A reactive measure implemented based on pilot study errors includes sanity checks to reduce data entry errors. This system prevents logging multiple concurrent events of the same type and generates alerts for entries with improbable dates, such as logging a headache that occurred two weeks in the past or is set for a future date. Figure 4 showcases notifications in the mBrain study that are triggered by users’ incomplete or ambiguous data entries. Remark that these notifications may increase user burden.
Figure 4.
Example mBrain application notifications when conflicting data entries were made by a participant.
To tackle temporal inaccuracies, we propose using an automated user timeline, as employed within the mBrain study, sourced from smartphone and wearable data. This timeline, as shown in Supplemental Fig. 1, improves the temporal specificity when pinpointing stress or headache occurrences. Another countermeasure is allowing participants to specify a time range instead of a single, definitive timestamp. This approach recognizes and accommodates the user's temporal uncertainty, such as by letting them denote a span for both the start and end time of a headache event. However, this flexibility might complicate the user experience and eventual analysis, so it should be carefully aligned with the study's objectives to ensure its analytical value.
Challenge 4: personal bias
In remote health monitoring studies, where participant self-reporting plays a central role, personal bias emerges as a substantial challenge. This bias arises from the subjective nature of self-reported data and the various ways in which individual perceptions, beliefs, and motivations influence these reports20. Recognizing and correcting for personal biases enhances the overall validity of the study. It ensures that the conclusions drawn are genuinely reflective of the observed phenomena, not skewed by individual user tendencies or perceptions.
Addressing personal bias necessitates a multifaceted approach, including rigorous study design, participant education (to, e.g., homogenize definitions of concepts like stress), regular reminders, intuitive technology interfaces, and integrating objective monitoring tools. Researchers should always consider personal biases when interpreting subjectively labeled data.
Modeling participants as latent factors during analysis, by for instance modeling the participant as a random effect with a Linear Mixed Model, is a recommended practice48. Including the participant as a random effect allows for the modeling of the variability between participants and helps in accounting for the within-subject correlation due to repeated measurements on the same participant. This way, any inherent individual bias or subject-specific characteristics (like baseline levels) that might affect the outcome variable can be taken into consideration during analysis.

__What you need to do__: According to the excerpt on remote health monitoring, what do the sanity checks prevent participants from logging?

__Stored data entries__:
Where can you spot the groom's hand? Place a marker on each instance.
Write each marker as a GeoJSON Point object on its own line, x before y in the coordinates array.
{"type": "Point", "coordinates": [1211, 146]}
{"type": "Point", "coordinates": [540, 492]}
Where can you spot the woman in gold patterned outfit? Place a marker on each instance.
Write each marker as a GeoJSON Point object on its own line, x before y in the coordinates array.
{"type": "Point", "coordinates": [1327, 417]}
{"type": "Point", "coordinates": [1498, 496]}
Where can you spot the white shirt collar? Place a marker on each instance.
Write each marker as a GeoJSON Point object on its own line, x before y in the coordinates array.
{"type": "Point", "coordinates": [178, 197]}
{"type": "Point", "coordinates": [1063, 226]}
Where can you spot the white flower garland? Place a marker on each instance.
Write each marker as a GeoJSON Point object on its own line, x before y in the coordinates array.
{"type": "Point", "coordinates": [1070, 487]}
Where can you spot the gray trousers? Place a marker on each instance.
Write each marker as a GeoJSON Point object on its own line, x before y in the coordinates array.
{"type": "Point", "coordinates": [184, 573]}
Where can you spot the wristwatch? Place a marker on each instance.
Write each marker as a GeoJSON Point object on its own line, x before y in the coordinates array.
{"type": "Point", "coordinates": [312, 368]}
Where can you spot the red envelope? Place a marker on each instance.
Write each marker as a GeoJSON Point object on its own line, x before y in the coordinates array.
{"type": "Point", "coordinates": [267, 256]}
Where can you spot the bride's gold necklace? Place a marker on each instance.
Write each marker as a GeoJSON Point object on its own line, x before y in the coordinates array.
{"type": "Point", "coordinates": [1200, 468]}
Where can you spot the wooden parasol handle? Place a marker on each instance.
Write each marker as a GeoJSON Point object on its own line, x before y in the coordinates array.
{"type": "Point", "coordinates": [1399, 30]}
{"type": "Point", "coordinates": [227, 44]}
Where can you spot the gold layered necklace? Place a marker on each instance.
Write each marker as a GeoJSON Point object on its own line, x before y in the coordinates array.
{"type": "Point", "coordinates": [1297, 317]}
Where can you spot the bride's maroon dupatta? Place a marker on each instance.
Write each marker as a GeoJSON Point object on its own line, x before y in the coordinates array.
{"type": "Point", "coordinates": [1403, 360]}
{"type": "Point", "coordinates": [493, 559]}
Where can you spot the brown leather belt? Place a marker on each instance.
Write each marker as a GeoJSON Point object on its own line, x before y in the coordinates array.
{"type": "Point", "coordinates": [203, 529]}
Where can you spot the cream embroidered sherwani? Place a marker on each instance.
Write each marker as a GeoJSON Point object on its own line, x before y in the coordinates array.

__Written reply__: Multiple concurrent events of the same type.